__TASK REQUIREMENTS__:
1 - In the opinion piece on condom use in adult film production, what does the abbreviation AIM stand for?
2 - Write the next part of the opinion piece on condom use in adult film production, starting after its final sentence.

__PROVIDED PASSAGE__:
· · · · ·
There’s nothing unexpected about the AIDs outbreak currently ending careers in the San Fernando valley. When the greed of the biggest porn producers pressed against a short-lived condoms-only policy, cowardice won, the condoms came off, and a countdown to today’s disaster began.
The traditional arguments for condom-free porn no longer fly. No-one under 40 has lived in a world where unprotected sex was normal. We don’t wilt at the thought of a condom, or hark back to a halcyon past of spontaneous rutting. The idea male talent can’t perform reliably wearing condoms seems laughable in the face of a gay porn industry which requires them and the idea that testing removes the need for barrier protection has been proven false so many times I dare anyone to defend its efficacy.
So porn’s businessmen follow their own logic, making what sells and listening to customers over critics. Until porn consumers choose to reject condom-free material, it will remain the bulk or their production. Even as their profits dwindle, Darwinian marketing rules.
When the illness comes the industry turns to AIM, Adult Industry Medical, the clinic responsible for providing performers with clean test results and for notifying the industry when an unlucky individual falls through the massive holes in their net. AIM’s policy favors the business interests of the producers, most obviously because they are funded almost entirely thanks to their largesse. They once publicized every infected performer and sought the maximum attention. Today they respect the privacy HIV+ sex workers at the potential expense of their partners. The system is broken in ways perfectly suited to supporting the ongoing production of condom-free porn in the face of overwhelming evidence it costs lives. Porn’s newest intake were born into a world where AIDs is a problem you live with, not a death sentance. To a teenage starlet all this commotion can seem a little overblown. AIM doesn’t share it records with Los Angeles public health community, like the companies who fund it, they are comfortable interpreting everything but praise as attack.
It will get worse.
· · · · ·
__RECORDS PROVIDED__:

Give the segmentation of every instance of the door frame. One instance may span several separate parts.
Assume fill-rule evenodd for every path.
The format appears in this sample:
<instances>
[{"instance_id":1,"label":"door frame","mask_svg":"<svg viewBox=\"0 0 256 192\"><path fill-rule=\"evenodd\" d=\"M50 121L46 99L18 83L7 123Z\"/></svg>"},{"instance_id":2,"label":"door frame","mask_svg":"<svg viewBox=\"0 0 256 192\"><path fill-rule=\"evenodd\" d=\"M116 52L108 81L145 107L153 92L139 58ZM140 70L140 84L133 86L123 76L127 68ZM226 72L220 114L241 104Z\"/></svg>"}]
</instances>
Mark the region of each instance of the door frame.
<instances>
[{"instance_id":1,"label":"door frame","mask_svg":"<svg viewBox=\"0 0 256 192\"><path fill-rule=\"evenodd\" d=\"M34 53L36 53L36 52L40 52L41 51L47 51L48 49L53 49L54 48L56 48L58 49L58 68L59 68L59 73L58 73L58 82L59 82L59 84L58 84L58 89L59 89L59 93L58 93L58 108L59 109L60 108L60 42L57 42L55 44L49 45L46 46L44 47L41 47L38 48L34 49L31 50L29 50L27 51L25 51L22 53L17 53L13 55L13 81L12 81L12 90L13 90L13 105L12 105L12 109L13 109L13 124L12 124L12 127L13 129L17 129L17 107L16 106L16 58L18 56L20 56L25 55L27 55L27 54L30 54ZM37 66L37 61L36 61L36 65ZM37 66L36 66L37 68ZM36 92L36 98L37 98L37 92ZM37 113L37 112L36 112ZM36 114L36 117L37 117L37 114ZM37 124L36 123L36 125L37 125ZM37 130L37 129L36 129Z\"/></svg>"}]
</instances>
· · · · ·
__PER-TASK ANSWERS__:
1 - Adult Industry Medical

2 -
Female performers have careers so short they leave before they stop to think. Those who earn the power to protect themselves choose not to lobby for standards when doing so labels them as “difficult”. The independence and wealth the web can provide now bypasses those who appear on MySpace on their 18th birthday and sign contracts the following week. Agents and directors are powerful again. The future changed and it looks like 1990 now.
Male performers, at much lower risk of infection condom or no, compensate for comparatively low scene fees with volume. As advancing age makes chasing wood a problem, condoms, are more a threat to their car payments than a cause for good.
The owners are watch their sales decline and worry about piracy to the exclusion of all other thought. If sex doesn’t sell like it used to, how to sell safety? Scared to act alone, the few who worry stay silent.
Customers spend less and surf more. They don’t know where the clips come from or how they’re made. Retirement and death are invisible online. Traci Lords is still 19 and Jenna’s still a star. The hipsters who were going to change everything didn’t. Reluctant to look beyond a performers name to the system they work in, they haven’t realized the wave of independent production houses launched in the mid noughties has been subsumed by the establishment. They buy tattoos, youth and packaging in place of change.
Bullshit. Our recipe for disaster. Serves everyone. Bon appetit.